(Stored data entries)
■ ■ ■
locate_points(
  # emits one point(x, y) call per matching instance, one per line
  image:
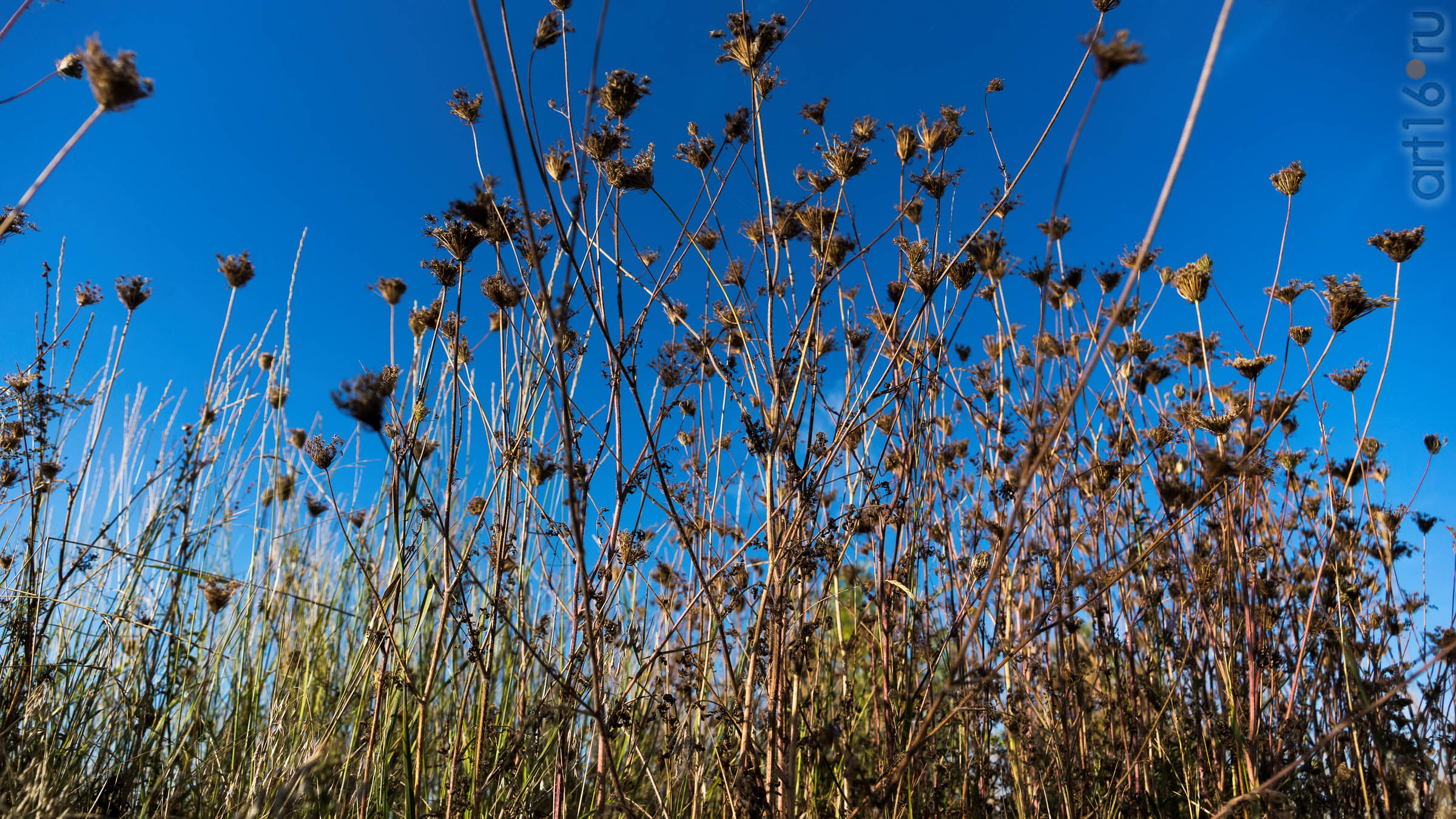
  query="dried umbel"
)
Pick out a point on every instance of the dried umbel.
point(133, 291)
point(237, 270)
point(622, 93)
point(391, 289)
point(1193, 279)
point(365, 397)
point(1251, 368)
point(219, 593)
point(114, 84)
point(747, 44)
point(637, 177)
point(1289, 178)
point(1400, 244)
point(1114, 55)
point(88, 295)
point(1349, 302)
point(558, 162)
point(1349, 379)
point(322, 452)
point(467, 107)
■ ■ ■
Aim of the task =
Reproduce every one of the records above word for word, leaving out the pictures.

Written answer =
locate_points(
  # emits one point(x, y) call per matching instance, one per line
  image:
  query="dried umbel"
)
Pick out a point on every instance of the dried umbel.
point(133, 291)
point(237, 270)
point(622, 93)
point(391, 289)
point(1193, 279)
point(365, 397)
point(1251, 368)
point(219, 593)
point(114, 84)
point(747, 44)
point(637, 177)
point(1289, 178)
point(1400, 244)
point(1114, 55)
point(88, 295)
point(1349, 302)
point(558, 162)
point(1349, 379)
point(322, 452)
point(467, 107)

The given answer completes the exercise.